* BEGIN Document text *

Welcome guest. Before posting on our computer help forum, you must register. Click here it's easy and free.

Author Topic: bootsect.dos in XP & DOS dual boot - how to fix it?  (Read 13469 times)

0 Members and 1 Guest are viewing this topic.

MIRKOSOFT

    Topic Starter


    Hopeful

    Thanked: 2
    bootsect.dos in XP & DOS dual boot - how to fix it?
    « on: March 08, 2019, 08:52:28 PM »
    Hi!

    I tried to create dual boot DOS & XP by NTLDR.
    DOS item I set by:
    C:\="MS-DOS 7.10"
    at boot selection between XP and DOS when I select DOS it reports that bootsect.dos is missing.
    I know that I did never DOS FAT32 partition active and booted only from floppy, what I do to today, XP boot floppy have too.
    I found over the web that bootsect.dos is possible to restore by typing
    SYS C:
    but I don't want to touch boot info so Q is:
    Is possible to create or get bootsect.dos by any way?

    Thank you for all suggestions.
    Miro

    Geek-9pm


      Mastermind
    • Geek After Dark
    • Thanked: 1026
      • Gekk9pm bnlog
    • Certifications: List
    • Computer: Specs
    • Experience: Expert
    • OS: Windows 10
    Re: bootsect.dos in XP & DOS dual boot - how to fix it?
    « Reply #1 on: March 08, 2019, 10:46:34 PM »
    Yes, it can be done. But I do not recommend it.
    This is almost no reason to have bother an older version of MS-DOS and Windows XP on the same computer.
    Forget about doing it with a large drive. It will drive you crazy.

    Can you explain why u need it?

    Here is one of many videos about how to install MS DOS 7.1 (skip the ads.)
    Use a small hard drive and a small partition for MS-DOS. . Yes small. And  Leave space for XP. Do not start with XP already on it.
    Did do it the way he says? Really?
    You must do the drive  the old MS dos ways is how to have to start.

    After That install Windows XP. Just maybe XP will do it right for you.

    MIRKOSOFT

      Topic Starter


      Hopeful

      Thanked: 2
      Re: bootsect.dos in XP & DOS dual boot - how to fix it?
      « Reply #2 on: March 09, 2019, 08:07:23 AM »
      Hi!

      Ok, what I want and what I did.

      I have old notebook with IDE 80GB HDD.
      HDD has three partitions
      1. MS-DOS 5GB FAT32
      2. XP 30GB FAT32
      3. OSX86 30GB HFS+
      rest is free
      Notebook has OSX bootloader and I'm booting into DOS by floppy and XP too, directly to OSX - this is reason why I need do not touch bootloader (I know not any OSX bootloader for floppy).

* END Document text *
* BEGIN Extracted entries *

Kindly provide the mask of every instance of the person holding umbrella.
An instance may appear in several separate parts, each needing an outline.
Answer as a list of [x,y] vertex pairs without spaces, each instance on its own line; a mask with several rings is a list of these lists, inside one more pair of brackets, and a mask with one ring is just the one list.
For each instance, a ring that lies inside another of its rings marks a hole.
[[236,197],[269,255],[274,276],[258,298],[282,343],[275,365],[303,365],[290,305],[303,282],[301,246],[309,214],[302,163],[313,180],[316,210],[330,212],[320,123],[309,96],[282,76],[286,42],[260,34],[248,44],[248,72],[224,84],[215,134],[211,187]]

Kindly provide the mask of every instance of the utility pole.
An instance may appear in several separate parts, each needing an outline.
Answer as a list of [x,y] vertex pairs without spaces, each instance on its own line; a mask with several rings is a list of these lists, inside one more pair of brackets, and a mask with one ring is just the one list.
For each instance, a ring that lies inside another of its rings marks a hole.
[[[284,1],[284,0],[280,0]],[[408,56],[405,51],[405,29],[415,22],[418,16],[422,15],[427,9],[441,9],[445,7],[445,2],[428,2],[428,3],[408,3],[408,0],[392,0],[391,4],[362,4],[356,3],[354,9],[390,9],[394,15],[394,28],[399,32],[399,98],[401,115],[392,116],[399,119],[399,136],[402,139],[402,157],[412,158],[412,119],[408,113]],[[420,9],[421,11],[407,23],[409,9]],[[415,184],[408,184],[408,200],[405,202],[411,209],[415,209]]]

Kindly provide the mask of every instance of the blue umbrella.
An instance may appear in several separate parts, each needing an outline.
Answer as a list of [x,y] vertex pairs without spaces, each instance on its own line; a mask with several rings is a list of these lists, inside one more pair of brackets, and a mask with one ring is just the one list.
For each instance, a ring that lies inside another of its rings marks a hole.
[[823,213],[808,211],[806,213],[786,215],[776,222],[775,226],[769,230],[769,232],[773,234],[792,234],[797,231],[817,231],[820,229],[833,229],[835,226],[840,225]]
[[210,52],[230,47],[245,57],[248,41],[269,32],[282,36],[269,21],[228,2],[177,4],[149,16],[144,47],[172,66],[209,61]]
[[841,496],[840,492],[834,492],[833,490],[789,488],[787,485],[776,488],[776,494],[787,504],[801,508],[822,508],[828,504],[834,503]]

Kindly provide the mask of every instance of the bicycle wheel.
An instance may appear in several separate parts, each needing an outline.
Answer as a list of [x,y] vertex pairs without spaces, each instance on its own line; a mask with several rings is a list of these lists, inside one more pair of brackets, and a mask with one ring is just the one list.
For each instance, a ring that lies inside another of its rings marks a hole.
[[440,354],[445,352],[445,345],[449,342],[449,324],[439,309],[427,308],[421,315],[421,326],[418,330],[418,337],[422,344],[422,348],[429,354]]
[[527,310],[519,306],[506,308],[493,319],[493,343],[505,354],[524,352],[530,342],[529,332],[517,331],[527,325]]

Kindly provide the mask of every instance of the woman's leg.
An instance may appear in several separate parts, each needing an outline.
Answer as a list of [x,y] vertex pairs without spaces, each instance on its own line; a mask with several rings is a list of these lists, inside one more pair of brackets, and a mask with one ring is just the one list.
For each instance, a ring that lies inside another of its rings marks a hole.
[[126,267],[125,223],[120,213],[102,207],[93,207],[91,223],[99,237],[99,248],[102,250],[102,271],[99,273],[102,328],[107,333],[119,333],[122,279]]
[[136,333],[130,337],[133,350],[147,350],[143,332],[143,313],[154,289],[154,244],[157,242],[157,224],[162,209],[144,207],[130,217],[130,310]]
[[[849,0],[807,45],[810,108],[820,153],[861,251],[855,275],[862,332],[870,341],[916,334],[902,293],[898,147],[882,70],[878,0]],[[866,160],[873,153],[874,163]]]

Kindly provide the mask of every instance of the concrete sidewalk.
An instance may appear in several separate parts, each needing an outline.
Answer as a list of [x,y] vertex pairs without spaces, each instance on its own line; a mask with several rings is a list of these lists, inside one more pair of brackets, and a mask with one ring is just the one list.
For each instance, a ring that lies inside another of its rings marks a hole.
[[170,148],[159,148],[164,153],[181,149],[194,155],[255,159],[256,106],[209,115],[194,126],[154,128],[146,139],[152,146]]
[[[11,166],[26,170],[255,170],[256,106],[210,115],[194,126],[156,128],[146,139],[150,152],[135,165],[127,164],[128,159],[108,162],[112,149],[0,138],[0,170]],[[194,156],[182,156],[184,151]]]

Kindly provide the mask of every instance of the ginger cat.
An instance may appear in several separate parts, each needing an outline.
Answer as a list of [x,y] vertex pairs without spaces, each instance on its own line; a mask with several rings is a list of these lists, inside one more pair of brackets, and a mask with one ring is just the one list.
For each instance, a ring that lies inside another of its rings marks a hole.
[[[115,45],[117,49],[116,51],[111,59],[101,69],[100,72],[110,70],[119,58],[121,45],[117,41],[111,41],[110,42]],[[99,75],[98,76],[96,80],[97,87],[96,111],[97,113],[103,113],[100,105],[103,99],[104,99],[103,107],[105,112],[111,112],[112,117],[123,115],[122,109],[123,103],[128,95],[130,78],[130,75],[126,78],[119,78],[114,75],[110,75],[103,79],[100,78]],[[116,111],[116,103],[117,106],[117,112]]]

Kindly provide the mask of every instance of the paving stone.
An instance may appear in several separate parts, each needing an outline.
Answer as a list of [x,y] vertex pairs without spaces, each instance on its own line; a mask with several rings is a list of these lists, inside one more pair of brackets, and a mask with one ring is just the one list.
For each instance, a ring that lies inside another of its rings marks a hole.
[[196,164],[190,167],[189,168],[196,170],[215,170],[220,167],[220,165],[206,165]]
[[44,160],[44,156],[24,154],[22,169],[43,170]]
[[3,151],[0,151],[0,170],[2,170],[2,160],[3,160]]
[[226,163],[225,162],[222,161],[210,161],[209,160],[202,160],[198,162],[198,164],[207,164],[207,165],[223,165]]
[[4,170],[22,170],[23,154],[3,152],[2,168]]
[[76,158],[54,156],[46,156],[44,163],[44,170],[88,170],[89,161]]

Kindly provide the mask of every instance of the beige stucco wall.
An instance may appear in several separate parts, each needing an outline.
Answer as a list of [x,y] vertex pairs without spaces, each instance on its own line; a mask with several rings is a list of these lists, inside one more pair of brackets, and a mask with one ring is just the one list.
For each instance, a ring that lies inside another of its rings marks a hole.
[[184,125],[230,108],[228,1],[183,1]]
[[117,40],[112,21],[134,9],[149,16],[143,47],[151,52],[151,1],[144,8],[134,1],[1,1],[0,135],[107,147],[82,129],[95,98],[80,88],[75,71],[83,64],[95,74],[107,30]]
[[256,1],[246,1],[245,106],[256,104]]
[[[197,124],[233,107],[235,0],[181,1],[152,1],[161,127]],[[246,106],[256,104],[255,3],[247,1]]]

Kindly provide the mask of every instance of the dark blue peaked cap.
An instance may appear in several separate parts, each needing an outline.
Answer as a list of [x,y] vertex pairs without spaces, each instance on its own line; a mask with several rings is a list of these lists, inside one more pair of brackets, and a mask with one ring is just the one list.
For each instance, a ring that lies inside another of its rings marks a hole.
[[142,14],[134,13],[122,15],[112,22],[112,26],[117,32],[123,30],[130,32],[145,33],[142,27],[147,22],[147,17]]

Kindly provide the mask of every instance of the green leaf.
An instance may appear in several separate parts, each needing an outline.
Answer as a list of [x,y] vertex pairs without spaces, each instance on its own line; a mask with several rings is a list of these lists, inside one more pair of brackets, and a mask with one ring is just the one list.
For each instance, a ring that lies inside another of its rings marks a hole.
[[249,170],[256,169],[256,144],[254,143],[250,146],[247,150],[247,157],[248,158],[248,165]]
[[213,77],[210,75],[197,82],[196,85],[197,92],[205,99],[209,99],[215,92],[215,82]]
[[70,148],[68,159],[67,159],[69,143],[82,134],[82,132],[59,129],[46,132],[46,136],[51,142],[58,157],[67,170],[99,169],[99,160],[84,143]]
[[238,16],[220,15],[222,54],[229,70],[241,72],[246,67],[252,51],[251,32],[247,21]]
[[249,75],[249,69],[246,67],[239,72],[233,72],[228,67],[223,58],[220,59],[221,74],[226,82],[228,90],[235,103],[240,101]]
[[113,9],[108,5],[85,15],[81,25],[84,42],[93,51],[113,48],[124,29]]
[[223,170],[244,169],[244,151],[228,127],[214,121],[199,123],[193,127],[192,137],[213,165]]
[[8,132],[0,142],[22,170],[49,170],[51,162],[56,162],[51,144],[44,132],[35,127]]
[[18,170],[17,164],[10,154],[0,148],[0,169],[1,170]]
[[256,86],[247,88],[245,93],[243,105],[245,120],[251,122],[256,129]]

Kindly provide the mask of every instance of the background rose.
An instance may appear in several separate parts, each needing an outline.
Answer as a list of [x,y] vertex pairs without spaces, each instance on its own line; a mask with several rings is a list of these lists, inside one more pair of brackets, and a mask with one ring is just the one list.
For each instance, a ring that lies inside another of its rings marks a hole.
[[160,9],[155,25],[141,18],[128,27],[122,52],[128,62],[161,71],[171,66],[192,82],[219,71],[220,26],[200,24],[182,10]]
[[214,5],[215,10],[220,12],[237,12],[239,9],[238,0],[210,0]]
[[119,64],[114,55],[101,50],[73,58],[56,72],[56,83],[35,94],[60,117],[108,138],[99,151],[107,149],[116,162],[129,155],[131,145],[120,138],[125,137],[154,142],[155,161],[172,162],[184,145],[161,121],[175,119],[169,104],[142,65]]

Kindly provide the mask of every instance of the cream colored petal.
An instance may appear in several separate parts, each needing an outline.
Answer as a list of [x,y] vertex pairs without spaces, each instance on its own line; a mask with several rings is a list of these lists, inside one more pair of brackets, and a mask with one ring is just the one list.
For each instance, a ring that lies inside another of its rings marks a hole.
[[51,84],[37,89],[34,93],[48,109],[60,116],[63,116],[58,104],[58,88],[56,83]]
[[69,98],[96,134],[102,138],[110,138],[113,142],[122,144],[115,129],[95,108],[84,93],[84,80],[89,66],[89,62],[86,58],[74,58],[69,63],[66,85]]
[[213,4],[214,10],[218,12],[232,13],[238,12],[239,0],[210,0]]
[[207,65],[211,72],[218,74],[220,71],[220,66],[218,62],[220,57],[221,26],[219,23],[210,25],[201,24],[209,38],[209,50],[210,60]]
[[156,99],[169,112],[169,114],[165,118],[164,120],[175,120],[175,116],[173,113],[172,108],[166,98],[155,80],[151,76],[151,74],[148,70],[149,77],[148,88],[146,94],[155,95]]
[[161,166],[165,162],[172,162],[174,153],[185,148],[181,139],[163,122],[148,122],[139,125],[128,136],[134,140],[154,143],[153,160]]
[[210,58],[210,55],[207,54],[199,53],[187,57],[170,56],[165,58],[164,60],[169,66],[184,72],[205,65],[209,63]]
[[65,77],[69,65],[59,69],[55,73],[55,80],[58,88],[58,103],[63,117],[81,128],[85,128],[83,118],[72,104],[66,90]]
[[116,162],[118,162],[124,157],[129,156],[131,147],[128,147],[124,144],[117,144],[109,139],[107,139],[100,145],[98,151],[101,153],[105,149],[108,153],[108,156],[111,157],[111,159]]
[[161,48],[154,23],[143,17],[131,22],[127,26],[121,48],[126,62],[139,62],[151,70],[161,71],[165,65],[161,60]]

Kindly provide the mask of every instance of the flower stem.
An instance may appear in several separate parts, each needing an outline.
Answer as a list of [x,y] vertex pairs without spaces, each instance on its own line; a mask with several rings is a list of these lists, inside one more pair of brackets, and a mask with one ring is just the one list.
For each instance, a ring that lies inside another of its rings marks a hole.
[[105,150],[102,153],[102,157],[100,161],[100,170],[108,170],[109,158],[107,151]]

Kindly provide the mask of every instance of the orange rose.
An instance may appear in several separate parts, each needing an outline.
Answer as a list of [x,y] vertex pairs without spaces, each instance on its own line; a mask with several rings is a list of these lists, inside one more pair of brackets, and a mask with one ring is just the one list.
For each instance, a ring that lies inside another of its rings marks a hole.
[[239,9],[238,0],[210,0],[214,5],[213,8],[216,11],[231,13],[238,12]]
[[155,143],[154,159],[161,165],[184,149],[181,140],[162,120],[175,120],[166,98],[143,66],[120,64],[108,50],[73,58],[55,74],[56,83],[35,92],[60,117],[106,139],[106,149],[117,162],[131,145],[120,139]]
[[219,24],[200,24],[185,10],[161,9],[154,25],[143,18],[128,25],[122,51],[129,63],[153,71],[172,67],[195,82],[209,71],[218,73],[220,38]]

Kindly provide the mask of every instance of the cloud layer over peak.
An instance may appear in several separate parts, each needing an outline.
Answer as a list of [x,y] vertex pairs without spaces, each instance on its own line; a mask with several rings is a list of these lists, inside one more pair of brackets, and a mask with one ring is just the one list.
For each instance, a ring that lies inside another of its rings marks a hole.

* END Extracted entries *

Required task A: From the forum thread about a DOS and XP dual boot, list every hard drive partition on the old notebook with its size and file system.
Required task B: Carry on the forum thread about a DOS and XP dual boot from its final sentence.

Task result A:
1. MS-DOS, 5GB, FAT32
2. XP, 30GB, FAT32
3. OSX86, 30GB, HFS+

Task result B:
      Purpose:
      I'm retrocomputing fan and I'm programming for DOS. XP I'm using only for compatibility with other currently not working software on my Windows 10 x64, even when it is not possible to run iby NTVDMx64.
      I have OSX for creating software for Universal Binaries (10.4 is last OSX supporting it) and when I learn anything more with OSX, I'll programming also for new OSX versions.
      I want to add to free space on HDD also Linux - but don't know how to install Linux bootloader to first Linux partition instead MBR.
      Linux purpose is same like OSX.
      DOS I'm using also for my favorite retrocomputers - 8/16-bit Commodore computers - and have software which allows Commodore computer read/write from/to PC HDD, floppy or read CD/DVD, but software requires DOS, max. Windows 98.
      I'm programming on my PC and retrocomputing is my hobby.

      So why still NTLDR?
      I have XP bootfloppy and I added there DOS and possible is also to add Linux - so I will need not to exchange floppies to boot...
      DOS item has only problem with bootsect.dos
      Linux item is yet missing 'cause I don't know how to install Linux bootloader into 1st Linux partition instead MBR.
      If is possible to get any bootloader for OSX86 which can be placed on floppy it can solve all - bootloader must to stay OSX - it is not possible to boot OSX by other - I tried GRUB and selection of OSX caused only reboot, Windows/DOS bootloader works not totally.

      So, that's it.
      If you can help me with bootsect.dos and even installing Linux bootloader info 1st partition I will be really thankful.

      Miro

      Geek-9pm


        Mastermind
      • Geek After Dark
      • Thanked: 1026
        • Gekk9pm bnlog
      • Certifications: List
      • Computer: Specs
      • Experience: Expert
      • OS: Windows 10
      Re: bootsect.dos in XP & DOS dual boot - how to fix it?
      « Reply #3 on: March 09, 2019, 10:14:36 AM »
      In order to provide you a quick and detailed response I am using dictation. My typing is very slow and I make lots of typos. Using dictation is much faster, but subject to other problems. In some cases the dictation program does not fully understand what I'm talking about. So bear with me.
      First of all, what you are trying to do and want to do is within a reasonable possibility. However, the amount of effort involved may be more than what you need at this point. What I mean to say is that there may be another solution that would serve your objectives without taking up so much of your time and attention and also the risk of possibly doing harm to your operating system.
      I think in about the OS 10 system you have. That is a valuable asset and you would not want to do anything to damage it or lose your license. I assume that you do have a license for it and I will not ask anymore questions about that concern. The operating system made by Apple is a very important tool and it will serve you well if you show it due respect. Do not try to tamper with it or modify. It was not built for that kind of thing.
      At this point the best recommendation I can make for you is to acquire another notebook computer that you can use just for your DOS experiments. For MS-DOS almost anything will do, even very, very old notebooks run MS-DOS very well. So I think the best use of your personal resources would be to invest in a cheap notebook that can run MS-DOS. That way you a lot have to do any kind of experimentation with the machine that has the Apple operating system on it.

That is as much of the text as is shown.